Saved entries
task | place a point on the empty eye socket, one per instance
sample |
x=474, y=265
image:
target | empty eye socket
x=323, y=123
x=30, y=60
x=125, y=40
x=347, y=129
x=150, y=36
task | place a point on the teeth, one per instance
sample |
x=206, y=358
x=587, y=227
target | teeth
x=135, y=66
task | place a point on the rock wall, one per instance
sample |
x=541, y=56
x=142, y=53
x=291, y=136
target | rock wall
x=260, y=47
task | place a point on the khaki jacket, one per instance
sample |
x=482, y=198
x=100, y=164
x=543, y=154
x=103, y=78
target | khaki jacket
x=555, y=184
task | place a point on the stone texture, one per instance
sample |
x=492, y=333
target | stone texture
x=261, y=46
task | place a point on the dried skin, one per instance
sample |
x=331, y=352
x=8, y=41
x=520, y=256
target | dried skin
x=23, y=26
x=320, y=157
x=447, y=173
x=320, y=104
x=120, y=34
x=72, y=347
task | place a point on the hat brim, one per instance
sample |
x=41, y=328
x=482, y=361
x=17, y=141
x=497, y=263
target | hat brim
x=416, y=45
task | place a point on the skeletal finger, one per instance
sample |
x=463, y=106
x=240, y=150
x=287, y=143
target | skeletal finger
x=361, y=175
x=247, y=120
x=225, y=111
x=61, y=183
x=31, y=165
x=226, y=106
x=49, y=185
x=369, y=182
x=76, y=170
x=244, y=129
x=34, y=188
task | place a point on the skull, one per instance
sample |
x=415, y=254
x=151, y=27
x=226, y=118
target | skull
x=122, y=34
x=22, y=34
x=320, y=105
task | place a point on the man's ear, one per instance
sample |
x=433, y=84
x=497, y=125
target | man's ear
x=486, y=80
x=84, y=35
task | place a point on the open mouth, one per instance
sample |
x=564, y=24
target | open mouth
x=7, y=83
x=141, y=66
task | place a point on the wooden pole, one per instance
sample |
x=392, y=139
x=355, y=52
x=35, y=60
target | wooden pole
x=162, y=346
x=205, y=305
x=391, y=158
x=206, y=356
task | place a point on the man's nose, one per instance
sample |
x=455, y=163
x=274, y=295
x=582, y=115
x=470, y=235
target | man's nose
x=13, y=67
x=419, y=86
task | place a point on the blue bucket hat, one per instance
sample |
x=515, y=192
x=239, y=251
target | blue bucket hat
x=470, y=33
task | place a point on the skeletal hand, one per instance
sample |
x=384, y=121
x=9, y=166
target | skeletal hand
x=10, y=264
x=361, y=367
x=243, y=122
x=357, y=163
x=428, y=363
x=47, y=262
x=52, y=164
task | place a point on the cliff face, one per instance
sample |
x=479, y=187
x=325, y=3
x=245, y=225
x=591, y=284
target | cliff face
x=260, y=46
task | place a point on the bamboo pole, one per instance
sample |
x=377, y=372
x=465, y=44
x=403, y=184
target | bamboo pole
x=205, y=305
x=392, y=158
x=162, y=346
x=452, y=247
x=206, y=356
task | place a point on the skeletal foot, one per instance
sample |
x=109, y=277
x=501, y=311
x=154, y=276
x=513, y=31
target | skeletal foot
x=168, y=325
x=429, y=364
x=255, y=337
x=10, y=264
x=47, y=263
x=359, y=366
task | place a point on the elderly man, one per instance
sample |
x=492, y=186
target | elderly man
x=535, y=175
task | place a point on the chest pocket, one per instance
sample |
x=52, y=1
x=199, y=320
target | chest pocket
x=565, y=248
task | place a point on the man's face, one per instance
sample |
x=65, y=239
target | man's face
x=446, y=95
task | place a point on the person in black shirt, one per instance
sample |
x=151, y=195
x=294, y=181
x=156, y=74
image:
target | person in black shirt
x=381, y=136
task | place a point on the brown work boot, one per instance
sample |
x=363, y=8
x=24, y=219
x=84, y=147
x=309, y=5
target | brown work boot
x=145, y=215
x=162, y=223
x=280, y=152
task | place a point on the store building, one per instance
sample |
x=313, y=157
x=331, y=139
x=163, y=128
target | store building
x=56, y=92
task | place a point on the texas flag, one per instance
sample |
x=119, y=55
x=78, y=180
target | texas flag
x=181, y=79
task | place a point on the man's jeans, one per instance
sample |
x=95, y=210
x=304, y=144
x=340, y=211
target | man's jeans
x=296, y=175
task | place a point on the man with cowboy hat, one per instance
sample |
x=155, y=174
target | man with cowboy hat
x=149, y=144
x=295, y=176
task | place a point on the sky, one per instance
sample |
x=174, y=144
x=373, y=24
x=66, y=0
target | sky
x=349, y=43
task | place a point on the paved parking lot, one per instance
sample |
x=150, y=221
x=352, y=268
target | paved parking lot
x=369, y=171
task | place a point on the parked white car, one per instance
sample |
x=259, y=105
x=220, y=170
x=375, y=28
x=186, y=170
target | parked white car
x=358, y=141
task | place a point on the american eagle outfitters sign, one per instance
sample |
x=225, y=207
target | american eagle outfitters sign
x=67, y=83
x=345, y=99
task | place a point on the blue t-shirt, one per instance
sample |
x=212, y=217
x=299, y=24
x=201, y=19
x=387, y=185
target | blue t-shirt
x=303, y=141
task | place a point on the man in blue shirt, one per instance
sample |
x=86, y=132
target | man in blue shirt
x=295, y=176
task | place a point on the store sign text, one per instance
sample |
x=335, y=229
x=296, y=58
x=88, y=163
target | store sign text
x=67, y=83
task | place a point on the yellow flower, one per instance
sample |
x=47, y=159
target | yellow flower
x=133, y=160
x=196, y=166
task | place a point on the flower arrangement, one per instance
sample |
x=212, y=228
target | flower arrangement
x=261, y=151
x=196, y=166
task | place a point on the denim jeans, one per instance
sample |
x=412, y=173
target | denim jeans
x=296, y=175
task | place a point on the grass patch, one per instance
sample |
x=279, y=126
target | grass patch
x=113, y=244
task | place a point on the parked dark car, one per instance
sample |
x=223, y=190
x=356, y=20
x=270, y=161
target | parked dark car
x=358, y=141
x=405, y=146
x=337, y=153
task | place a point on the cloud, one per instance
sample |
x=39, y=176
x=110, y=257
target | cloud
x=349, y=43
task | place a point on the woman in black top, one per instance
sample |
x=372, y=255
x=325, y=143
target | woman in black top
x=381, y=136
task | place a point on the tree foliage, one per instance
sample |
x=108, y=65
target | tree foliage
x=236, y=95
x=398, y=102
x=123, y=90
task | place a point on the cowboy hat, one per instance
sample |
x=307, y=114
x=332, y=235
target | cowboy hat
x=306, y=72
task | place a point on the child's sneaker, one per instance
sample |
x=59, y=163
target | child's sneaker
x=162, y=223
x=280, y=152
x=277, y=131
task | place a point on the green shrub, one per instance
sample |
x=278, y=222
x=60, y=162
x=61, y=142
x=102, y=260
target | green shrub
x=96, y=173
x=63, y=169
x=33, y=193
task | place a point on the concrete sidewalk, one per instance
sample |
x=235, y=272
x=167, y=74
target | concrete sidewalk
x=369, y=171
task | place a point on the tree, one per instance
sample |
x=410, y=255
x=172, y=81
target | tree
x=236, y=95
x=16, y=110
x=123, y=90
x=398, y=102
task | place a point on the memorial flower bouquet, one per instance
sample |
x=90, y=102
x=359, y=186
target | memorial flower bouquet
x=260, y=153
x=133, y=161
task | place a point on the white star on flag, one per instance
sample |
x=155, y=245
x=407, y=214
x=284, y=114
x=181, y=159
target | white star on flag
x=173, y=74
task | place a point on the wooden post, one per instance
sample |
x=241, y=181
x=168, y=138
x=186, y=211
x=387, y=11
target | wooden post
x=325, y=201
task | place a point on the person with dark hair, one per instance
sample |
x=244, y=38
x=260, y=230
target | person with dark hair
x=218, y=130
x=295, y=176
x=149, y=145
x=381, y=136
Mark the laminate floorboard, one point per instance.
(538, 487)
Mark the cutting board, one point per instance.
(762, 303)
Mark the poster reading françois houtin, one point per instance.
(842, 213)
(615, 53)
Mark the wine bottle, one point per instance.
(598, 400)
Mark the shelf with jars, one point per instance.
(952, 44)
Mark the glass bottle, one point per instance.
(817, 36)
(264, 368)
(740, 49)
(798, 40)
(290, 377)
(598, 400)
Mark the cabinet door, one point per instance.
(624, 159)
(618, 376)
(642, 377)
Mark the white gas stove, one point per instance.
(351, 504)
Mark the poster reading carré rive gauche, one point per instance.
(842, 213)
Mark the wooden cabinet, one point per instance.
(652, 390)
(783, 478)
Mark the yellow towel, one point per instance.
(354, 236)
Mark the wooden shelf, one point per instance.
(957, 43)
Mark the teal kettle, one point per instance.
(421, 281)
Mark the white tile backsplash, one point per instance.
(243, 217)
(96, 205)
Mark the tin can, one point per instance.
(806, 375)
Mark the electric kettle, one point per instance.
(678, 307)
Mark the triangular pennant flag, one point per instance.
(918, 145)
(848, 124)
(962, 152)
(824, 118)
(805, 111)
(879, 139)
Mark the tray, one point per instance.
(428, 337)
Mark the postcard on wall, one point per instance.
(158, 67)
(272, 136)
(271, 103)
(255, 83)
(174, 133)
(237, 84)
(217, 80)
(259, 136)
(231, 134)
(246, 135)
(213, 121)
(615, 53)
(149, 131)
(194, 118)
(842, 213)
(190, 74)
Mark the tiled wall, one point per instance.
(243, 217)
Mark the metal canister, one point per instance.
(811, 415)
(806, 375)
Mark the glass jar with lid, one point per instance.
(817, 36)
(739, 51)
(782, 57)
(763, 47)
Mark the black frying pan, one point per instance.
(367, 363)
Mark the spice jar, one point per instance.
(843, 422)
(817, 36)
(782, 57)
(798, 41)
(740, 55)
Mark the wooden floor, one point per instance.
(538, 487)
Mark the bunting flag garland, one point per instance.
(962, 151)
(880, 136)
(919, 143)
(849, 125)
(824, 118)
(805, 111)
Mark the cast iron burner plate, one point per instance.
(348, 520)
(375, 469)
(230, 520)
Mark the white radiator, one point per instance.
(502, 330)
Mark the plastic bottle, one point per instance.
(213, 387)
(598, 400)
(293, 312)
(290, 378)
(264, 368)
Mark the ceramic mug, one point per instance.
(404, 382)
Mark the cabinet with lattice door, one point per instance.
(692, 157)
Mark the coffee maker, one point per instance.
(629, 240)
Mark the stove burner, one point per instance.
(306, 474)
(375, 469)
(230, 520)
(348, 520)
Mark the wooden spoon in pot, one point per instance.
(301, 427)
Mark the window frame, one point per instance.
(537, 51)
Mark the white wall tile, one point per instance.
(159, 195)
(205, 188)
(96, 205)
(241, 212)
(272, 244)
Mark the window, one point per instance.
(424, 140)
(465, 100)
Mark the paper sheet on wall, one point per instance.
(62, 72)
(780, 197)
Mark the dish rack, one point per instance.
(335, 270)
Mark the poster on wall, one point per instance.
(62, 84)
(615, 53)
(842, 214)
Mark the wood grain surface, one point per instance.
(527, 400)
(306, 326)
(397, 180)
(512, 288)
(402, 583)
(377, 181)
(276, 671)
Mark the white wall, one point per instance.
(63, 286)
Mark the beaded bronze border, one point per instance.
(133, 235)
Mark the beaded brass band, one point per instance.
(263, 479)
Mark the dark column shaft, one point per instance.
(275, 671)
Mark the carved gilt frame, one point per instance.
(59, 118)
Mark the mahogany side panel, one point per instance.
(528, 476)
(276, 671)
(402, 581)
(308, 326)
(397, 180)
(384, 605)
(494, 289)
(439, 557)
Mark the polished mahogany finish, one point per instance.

WRITTEN TASK: Lay out the lines above as a numbered list, starting at the one that contains "task | place a point on the cloud, one" and ending with the one that contains "x=306, y=72". Skip any blank lines and include nothing outside that stretch.

THE RESPONSE:
1. task | place a point on the cloud, one per instance
2. sample |
3. x=39, y=176
4. x=110, y=257
5. target | cloud
6. x=349, y=43
7. task | place a point on the woman in black top, one per instance
8. sample |
9. x=372, y=255
10. x=325, y=143
11. target | woman in black top
12. x=381, y=136
13. task | place a point on the tree foliage, one per instance
14. sample |
15. x=108, y=65
16. target | tree foliage
17. x=236, y=95
18. x=398, y=102
19. x=123, y=90
20. task | place a point on the cowboy hat, one per instance
21. sample |
22. x=307, y=114
23. x=332, y=235
24. target | cowboy hat
25. x=306, y=72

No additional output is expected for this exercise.